> [What this task involves]: Please quote the material exactly, every line of it.

***** Provided records

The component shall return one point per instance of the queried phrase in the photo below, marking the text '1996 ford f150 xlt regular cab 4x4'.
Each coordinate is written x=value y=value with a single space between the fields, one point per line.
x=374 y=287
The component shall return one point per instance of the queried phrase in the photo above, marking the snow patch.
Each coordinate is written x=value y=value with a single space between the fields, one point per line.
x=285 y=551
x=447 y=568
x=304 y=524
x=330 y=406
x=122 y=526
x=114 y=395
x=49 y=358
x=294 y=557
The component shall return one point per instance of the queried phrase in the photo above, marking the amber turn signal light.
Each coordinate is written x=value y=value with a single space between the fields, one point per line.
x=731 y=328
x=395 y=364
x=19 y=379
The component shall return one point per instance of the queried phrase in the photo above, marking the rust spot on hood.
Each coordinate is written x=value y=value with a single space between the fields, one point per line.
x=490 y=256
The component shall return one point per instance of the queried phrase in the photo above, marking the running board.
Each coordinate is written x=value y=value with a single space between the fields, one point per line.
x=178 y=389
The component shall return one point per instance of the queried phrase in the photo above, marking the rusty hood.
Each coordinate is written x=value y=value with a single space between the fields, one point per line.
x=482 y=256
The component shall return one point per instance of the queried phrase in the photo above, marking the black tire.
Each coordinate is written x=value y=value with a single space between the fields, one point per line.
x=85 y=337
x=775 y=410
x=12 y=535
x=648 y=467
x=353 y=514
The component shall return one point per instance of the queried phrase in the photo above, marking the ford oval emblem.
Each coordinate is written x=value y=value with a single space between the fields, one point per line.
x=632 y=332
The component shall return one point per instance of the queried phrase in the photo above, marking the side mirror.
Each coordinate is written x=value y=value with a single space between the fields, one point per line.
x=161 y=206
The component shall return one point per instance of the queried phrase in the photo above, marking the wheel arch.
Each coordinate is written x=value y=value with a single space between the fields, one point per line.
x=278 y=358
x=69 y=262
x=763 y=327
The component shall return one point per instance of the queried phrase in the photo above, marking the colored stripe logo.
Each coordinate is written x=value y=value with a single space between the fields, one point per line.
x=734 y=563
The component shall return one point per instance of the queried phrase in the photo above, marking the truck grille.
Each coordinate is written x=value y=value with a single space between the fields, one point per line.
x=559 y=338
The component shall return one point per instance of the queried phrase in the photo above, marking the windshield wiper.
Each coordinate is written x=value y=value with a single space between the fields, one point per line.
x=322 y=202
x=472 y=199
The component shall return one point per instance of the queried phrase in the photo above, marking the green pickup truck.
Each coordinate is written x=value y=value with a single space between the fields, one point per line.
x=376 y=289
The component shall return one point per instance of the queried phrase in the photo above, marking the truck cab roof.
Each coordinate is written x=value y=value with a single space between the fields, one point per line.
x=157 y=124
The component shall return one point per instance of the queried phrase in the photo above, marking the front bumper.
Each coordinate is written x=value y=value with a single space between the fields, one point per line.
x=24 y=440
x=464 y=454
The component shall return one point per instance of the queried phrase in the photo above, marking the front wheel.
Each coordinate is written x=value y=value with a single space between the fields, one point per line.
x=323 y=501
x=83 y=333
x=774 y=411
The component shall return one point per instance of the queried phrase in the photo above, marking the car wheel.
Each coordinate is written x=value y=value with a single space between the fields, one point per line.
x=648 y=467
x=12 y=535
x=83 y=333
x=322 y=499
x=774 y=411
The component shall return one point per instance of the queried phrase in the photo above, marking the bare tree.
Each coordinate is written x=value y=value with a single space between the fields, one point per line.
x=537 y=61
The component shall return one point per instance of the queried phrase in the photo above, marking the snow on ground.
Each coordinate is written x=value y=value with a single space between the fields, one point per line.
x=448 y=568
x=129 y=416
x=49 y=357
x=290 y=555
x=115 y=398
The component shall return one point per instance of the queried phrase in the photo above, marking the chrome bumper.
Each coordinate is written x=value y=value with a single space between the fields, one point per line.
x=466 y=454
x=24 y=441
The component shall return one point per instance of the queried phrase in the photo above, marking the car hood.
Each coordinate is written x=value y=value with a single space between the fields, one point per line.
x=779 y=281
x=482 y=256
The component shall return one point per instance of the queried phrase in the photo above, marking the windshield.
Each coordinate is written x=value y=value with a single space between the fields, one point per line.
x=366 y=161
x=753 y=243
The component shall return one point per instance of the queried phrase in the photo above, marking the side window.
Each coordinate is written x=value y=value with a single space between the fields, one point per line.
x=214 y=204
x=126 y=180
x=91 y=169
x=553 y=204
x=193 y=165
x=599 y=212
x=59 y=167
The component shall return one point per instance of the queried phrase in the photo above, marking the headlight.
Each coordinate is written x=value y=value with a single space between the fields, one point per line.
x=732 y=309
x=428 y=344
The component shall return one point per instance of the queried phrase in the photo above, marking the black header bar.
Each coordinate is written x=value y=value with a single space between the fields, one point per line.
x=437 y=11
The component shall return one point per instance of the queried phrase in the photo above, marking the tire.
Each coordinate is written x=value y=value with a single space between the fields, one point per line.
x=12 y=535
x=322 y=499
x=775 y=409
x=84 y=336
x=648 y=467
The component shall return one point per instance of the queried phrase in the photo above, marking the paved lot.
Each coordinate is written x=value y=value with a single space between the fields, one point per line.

**********

> [Result of the task]:
The component shall return one point per instance of the queried phrase in the photo below, marking the text '1996 ford f150 xlt regular cab 4x4'.
Each coordinate is written x=value y=value with a single space between the fields, one point per line.
x=374 y=287
The component shall return one point per instance of the queried phrase in the photo above, marking the snow patch.
Each coordinate is written x=value y=value with a single space between the fields, one point per line.
x=285 y=551
x=447 y=568
x=304 y=524
x=330 y=406
x=122 y=526
x=114 y=395
x=49 y=358
x=294 y=557
The component shall return one point per instance of the queried phrase in the photo above, marking the amber turn signal light.
Each coordinate is written x=value y=value with a single space between the fields, one point per line.
x=731 y=328
x=395 y=364
x=19 y=379
The component shall return one point per instance of the queried phrase in the photo above, marking the rust spot on hood.
Each coordinate is written x=value y=value with a single space between the fields, one point per line.
x=490 y=256
The component shall return one point per instance of the queried phrase in the photo above, marking the running board.
Each coordinate is written x=value y=value with a single space between the fields, one point per line.
x=178 y=389
The component shall return one point per instance of the queried phrase in the photo above, marking the rusty hood.
Each coordinate is written x=value y=value with a single space between the fields, one point per line.
x=482 y=256
The component shall return one point per instance of the queried phrase in the photo above, marking the black tire.
Each coordinate is written x=value y=value with a single space between the fields, one point per line.
x=85 y=337
x=775 y=410
x=12 y=535
x=648 y=467
x=353 y=514
The component shall return one point per instance of the queried phrase in the photo above, marking the ford oval emblem.
Each coordinate is written x=value y=value with a single space between the fields, one point per line.
x=632 y=332
The component shall return one point per instance of the queried phrase in the photo above, marking the side mirror.
Each coordinate is written x=value y=value with a single space between the fields, one point per line.
x=161 y=206
The component shall return one point per instance of the queried phrase in the photo above, marking the wheel arch.
Each coordinate is written x=value y=value with a single space between the fields, one point per line.
x=278 y=358
x=69 y=262
x=763 y=327
The component shall return one point per instance of the queried phrase in the photo above, marking the colored stripe logo.
Each coordinate is written x=value y=value with a single space between the fields, one point per line.
x=734 y=563
The component shall return one point per instance of the queried phrase in the photo above, marking the truck grille.
Each coordinate is written x=value y=value with a single space between the fields, one point per line.
x=559 y=338
The component shall return one point per instance of the queried phrase in the photo above, marking the windshield wiper.
Each coordinate is written x=value y=value with a single space between the fields, one point per line.
x=322 y=202
x=472 y=199
The component shall return one point per instance of the queried phrase in the photo above, marking the green pickup truck.
Each coordinate is written x=value y=value with a single space between the fields, one point per line.
x=376 y=289
The component shall return one point per instance of the queried phrase in the photo above, marking the truck cab roof.
Each coordinate is written x=value y=value with a single space between the fields, one point per line.
x=157 y=124
The component shall return one point per instance of the queried phrase in the photo above, marking the front bumper.
Each coordinate is written x=value y=value with a single space between the fields, one point per line.
x=24 y=440
x=464 y=454
The component shall return one point per instance of the queried phrase in the photo above, marking the front wheel.
Each coordinate is written x=value y=value with a single space between the fields, one point per line.
x=323 y=501
x=83 y=333
x=774 y=411
The component shall return one point per instance of the queried phrase in the photo above, marking the car wheel.
Each coordinate is written x=value y=value with a single space between the fields, one point per line.
x=648 y=467
x=12 y=535
x=83 y=333
x=322 y=499
x=774 y=411
The component shall return one point per instance of the queried phrase in the photo above, marking the bare tree.
Each coordinate is written x=value y=value with a single space between the fields, one point per line.
x=537 y=61
The component shall return one point per instance of the queried phrase in the photo above, marking the snow on ground.
Each coordinate is written x=value y=value with a single space between the fields, one point per line.
x=448 y=568
x=129 y=416
x=49 y=357
x=290 y=555
x=115 y=398
The component shall return one point per instance of the queried phrase in the photo above, marking the chrome bumper.
Each coordinate is written x=value y=value with a single space between the fields, one point per line.
x=466 y=454
x=24 y=441
The component shall return one point per instance of the queried phrase in the photo above, marking the car hood.
Each coordinate is written x=value y=value with a single space between the fields, one point per line.
x=779 y=281
x=482 y=256
The component shall return one point per instance of the queried phrase in the photo above, marking the windshield.
Each coordinate is written x=value y=value with a single space between the fields, one point per line.
x=366 y=161
x=753 y=243
The component shall return one point per instance of the queried phrase in the photo above, marking the side window.
Each coordinate is written x=value y=value with a single space between the fields, one point per line.
x=214 y=204
x=126 y=180
x=91 y=169
x=553 y=204
x=193 y=165
x=599 y=212
x=59 y=167
The component shall return one point per instance of the queried phrase in the photo above, marking the headlight.
Each coordinate is written x=value y=value with a single space between the fields, one point per line.
x=732 y=309
x=428 y=344
The component shall return one point per instance of the queried phrase in the photo above, marking the black header bar.
Each coordinate is written x=value y=value with a single space between the fields, one point per line.
x=437 y=11
The component shall return one point per instance of the queried phrase in the photo above, marking the tire.
Each coordinate is written x=value y=value with a single space between the fields, one point per line.
x=12 y=535
x=322 y=499
x=775 y=409
x=84 y=336
x=648 y=467
The component shall return one point per instance of the queried phrase in the photo above, marking the paved lot.
Each coordinate is written x=value y=value with a single space between the fields, one point per line.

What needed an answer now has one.